[EJERCICIO PLANTEADO]
Indica cada línea de los datos que contenga la palabra "grass" y cópiala completa.

[MATERIAL PROPORCIONADO]
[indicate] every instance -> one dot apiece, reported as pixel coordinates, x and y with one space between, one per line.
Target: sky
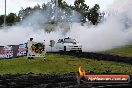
15 5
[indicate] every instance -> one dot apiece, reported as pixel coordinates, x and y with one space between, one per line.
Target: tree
82 8
93 14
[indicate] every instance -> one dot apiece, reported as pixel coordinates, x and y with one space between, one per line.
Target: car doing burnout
68 44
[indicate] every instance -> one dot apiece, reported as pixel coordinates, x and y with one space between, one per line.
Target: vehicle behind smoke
68 44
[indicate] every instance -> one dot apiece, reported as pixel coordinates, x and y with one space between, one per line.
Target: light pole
5 15
56 10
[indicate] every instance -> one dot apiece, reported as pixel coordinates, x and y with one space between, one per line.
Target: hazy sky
15 5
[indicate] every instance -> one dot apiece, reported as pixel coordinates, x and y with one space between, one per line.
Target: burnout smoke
114 31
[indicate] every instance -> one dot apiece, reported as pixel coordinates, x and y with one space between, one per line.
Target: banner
6 52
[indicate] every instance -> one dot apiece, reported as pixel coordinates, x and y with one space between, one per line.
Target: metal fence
11 51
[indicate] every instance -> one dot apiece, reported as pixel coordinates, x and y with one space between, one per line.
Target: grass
56 63
125 51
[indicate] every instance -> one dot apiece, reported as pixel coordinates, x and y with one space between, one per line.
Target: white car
68 44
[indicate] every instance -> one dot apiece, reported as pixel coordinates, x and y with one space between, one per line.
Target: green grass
56 63
126 51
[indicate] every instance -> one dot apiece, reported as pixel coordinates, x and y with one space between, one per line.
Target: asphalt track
63 80
51 81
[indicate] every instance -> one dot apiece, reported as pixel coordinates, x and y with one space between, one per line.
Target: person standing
29 44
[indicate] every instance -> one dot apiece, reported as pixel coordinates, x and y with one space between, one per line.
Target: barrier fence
11 51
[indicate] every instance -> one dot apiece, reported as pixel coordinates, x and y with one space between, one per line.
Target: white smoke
115 31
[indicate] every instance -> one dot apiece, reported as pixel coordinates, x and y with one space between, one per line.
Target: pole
5 15
56 10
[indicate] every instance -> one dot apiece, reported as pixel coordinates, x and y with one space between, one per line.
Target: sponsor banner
22 50
107 78
6 52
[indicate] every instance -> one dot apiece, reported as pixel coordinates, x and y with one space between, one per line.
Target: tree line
63 13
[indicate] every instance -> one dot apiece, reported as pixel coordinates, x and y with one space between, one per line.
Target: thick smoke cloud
114 31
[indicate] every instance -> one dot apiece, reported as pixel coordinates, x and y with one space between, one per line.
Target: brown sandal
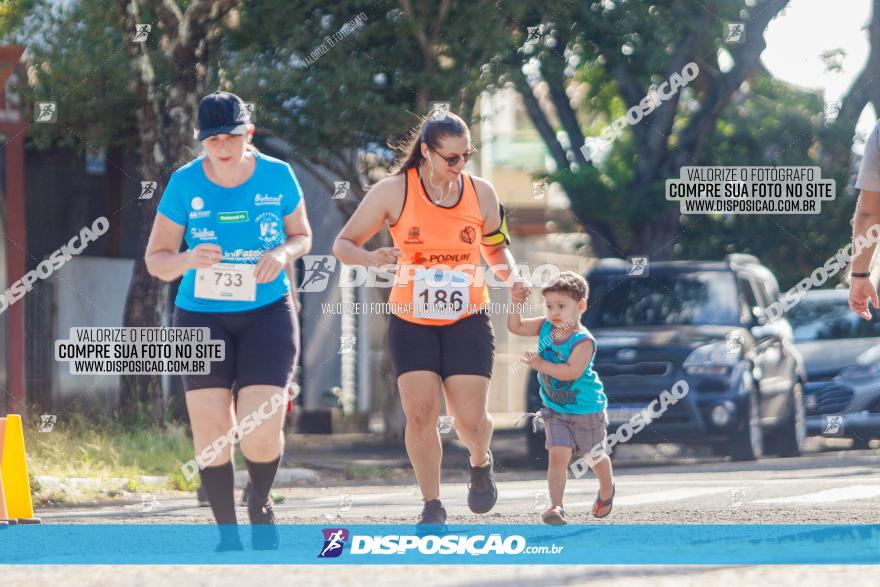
604 503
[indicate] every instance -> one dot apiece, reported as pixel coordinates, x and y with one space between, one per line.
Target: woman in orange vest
440 220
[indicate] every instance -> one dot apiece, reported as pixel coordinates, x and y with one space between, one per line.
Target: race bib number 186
439 294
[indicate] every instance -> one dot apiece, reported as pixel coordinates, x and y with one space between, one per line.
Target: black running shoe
264 534
482 492
433 514
202 497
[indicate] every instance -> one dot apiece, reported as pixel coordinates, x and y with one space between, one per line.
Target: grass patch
105 449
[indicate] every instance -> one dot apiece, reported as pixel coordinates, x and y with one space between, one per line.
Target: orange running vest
446 243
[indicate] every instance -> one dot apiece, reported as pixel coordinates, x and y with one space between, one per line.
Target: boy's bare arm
527 327
577 362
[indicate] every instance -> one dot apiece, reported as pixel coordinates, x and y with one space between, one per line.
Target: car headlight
861 372
711 359
867 365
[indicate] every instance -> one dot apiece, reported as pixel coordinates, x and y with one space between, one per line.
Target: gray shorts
579 432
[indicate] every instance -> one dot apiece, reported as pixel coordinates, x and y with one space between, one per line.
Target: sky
798 36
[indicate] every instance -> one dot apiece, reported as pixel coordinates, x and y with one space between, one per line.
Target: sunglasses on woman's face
455 159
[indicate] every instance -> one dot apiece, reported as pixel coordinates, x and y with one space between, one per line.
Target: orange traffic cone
4 513
16 487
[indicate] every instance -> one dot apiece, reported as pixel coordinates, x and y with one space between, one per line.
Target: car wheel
538 457
748 443
861 442
788 439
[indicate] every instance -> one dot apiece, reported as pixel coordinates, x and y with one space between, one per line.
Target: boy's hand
519 293
532 359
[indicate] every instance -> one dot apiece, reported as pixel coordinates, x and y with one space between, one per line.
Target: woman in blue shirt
243 219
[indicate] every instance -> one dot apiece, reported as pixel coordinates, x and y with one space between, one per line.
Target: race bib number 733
227 281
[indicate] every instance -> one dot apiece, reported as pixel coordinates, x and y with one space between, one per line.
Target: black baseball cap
222 113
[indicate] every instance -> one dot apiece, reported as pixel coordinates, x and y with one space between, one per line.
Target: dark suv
704 323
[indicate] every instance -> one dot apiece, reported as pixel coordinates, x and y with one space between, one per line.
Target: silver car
842 356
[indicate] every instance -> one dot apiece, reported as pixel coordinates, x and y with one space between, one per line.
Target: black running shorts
261 345
466 347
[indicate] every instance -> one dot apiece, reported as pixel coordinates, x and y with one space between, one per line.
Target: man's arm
862 289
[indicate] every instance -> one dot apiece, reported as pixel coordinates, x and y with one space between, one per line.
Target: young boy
574 402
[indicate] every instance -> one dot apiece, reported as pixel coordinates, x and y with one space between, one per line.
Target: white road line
851 492
660 496
359 498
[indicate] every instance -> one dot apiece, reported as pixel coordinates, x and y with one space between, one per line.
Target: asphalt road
828 487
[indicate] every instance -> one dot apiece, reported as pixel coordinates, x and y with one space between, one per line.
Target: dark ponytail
429 131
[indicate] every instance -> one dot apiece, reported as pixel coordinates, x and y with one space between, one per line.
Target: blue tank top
245 221
583 395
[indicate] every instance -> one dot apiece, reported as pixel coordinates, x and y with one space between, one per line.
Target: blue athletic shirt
245 221
583 395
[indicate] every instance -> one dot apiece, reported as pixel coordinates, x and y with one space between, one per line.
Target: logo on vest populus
240 216
334 541
270 226
413 237
198 208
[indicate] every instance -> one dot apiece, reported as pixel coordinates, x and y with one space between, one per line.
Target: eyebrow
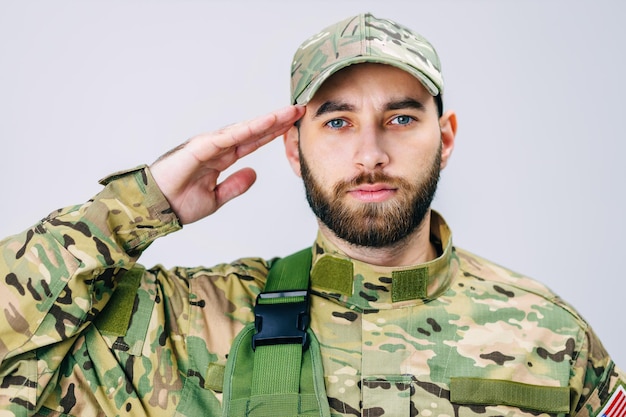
333 106
406 103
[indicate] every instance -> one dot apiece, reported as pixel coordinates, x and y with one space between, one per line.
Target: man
398 322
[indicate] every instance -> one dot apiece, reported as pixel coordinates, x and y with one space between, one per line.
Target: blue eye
336 123
402 120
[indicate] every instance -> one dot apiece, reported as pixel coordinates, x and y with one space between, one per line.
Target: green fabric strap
290 273
115 317
492 391
277 367
280 379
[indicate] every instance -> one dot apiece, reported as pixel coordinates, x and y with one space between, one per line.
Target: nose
370 152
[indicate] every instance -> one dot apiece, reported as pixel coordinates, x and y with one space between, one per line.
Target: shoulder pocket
500 392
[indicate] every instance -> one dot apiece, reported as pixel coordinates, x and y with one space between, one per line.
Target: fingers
235 185
248 136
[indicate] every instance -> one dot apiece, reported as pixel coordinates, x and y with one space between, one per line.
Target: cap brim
307 94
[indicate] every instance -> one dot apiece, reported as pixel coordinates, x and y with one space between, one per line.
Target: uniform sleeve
602 380
58 275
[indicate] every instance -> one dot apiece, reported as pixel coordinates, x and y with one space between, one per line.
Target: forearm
60 273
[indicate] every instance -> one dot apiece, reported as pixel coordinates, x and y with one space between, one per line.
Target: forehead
370 80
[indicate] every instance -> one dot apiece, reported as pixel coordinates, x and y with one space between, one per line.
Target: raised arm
188 175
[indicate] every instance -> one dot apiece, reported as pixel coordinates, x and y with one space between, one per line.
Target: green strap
290 273
277 367
277 379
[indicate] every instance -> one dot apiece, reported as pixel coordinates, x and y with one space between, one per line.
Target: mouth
372 193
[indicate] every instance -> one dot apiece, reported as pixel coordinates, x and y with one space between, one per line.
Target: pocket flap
500 392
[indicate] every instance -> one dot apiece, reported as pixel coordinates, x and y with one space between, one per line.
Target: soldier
381 316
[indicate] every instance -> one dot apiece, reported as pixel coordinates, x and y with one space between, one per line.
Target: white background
535 183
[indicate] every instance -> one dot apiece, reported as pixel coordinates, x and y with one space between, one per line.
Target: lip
372 193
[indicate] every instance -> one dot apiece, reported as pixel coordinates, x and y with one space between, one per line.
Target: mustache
370 178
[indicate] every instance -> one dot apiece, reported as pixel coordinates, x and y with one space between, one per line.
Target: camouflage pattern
64 353
362 38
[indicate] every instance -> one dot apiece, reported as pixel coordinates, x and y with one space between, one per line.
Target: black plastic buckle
281 323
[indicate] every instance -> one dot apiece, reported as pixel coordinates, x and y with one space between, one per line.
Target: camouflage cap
357 39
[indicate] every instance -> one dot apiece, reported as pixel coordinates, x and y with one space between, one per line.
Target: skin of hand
188 175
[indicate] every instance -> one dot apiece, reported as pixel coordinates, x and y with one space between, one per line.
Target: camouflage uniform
457 336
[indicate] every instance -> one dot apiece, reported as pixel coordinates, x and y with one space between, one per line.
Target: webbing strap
290 273
277 366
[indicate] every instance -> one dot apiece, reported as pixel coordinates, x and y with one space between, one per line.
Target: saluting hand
188 174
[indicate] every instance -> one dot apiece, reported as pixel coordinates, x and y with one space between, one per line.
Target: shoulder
502 281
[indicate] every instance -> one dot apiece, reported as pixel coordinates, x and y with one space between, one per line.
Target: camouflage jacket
458 336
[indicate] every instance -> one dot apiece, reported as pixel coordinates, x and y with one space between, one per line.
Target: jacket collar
366 286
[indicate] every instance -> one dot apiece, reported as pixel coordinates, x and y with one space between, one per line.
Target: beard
375 224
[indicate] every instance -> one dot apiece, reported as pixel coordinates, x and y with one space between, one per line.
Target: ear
447 126
291 139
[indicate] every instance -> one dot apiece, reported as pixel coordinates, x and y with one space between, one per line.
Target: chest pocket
386 394
536 398
124 321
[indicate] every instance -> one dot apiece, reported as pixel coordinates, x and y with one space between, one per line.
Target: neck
414 249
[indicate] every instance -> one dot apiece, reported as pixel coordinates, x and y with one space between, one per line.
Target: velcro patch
616 406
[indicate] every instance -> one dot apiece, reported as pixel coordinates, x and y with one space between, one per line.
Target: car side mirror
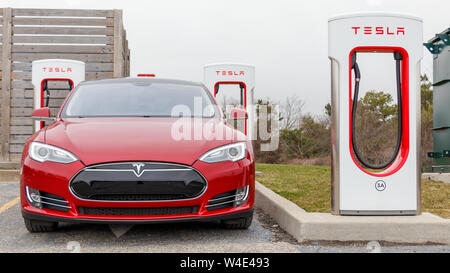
238 114
42 114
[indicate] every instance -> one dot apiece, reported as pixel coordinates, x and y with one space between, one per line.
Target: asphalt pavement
264 235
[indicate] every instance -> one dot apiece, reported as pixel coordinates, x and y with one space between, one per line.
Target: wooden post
6 83
118 44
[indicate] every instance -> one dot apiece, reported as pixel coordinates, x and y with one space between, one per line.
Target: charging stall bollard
47 71
242 75
360 187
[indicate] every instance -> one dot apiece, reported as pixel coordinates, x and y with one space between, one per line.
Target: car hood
99 140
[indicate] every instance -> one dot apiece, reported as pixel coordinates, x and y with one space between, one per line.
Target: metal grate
138 211
223 200
137 197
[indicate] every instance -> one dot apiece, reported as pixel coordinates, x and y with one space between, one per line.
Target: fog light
34 197
241 196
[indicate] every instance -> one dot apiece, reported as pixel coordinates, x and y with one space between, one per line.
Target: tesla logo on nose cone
138 168
380 185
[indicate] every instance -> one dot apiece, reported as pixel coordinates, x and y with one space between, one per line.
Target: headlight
43 152
231 152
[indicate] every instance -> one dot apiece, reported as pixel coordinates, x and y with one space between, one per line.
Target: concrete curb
324 226
440 177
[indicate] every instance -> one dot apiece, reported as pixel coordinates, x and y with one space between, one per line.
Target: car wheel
40 226
238 223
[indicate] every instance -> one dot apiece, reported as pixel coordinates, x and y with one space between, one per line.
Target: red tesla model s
139 150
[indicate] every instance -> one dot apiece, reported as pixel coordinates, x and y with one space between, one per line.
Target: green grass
309 188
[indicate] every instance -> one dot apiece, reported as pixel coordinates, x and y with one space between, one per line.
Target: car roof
141 81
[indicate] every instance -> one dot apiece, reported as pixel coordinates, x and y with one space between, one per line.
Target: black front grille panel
137 211
138 182
137 197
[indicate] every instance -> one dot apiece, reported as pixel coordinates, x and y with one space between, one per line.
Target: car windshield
140 99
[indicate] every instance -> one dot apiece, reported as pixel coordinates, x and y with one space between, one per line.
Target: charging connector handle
398 58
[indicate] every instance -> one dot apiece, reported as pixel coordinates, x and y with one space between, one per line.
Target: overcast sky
285 40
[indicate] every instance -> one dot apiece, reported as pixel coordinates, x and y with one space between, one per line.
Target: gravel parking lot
263 236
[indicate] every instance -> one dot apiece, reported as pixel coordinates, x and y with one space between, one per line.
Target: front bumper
53 178
213 218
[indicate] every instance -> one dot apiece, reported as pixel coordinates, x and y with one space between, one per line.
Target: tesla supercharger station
242 75
44 71
358 188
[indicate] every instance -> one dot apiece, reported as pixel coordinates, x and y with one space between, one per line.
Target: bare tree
291 112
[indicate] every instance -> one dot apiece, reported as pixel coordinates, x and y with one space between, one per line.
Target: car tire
238 223
40 226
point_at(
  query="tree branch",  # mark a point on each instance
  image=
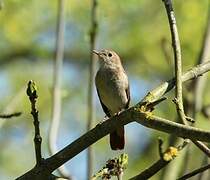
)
(57, 81)
(32, 94)
(7, 116)
(132, 114)
(90, 104)
(177, 59)
(165, 158)
(195, 172)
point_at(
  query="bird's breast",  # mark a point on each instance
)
(111, 85)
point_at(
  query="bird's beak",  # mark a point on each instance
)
(96, 52)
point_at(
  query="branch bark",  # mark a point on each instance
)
(57, 81)
(90, 104)
(132, 114)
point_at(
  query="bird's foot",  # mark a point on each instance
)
(118, 113)
(103, 120)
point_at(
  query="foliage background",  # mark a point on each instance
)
(135, 29)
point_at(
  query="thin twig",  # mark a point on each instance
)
(165, 158)
(177, 59)
(204, 55)
(127, 116)
(32, 94)
(90, 104)
(7, 116)
(57, 81)
(195, 172)
(178, 69)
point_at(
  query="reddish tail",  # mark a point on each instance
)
(117, 139)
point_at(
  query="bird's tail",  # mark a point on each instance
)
(117, 139)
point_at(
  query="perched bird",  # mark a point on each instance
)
(113, 91)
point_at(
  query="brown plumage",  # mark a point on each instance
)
(113, 91)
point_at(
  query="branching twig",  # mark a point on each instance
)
(178, 70)
(90, 104)
(113, 167)
(32, 94)
(203, 57)
(127, 116)
(195, 172)
(177, 59)
(57, 78)
(165, 158)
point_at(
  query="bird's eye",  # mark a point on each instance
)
(110, 54)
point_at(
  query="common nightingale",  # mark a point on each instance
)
(113, 91)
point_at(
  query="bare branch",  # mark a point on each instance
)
(195, 172)
(203, 57)
(57, 81)
(32, 94)
(165, 158)
(177, 59)
(127, 116)
(90, 104)
(7, 116)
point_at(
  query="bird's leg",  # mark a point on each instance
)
(118, 113)
(103, 120)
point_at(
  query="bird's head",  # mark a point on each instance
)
(108, 57)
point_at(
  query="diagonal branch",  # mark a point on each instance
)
(57, 81)
(90, 104)
(132, 114)
(195, 172)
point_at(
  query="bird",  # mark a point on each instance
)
(113, 91)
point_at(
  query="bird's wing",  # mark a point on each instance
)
(127, 90)
(106, 110)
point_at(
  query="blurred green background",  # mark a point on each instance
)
(137, 30)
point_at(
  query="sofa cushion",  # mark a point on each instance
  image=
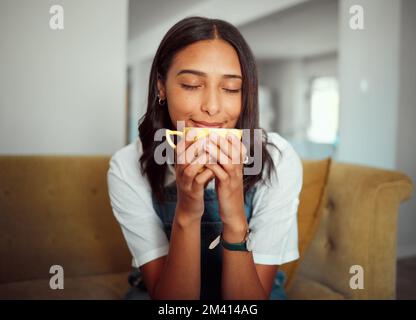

[RESPUESTA ESPERADA]
Target: grass
Target: green grass
Target: grass patch
Target: green grass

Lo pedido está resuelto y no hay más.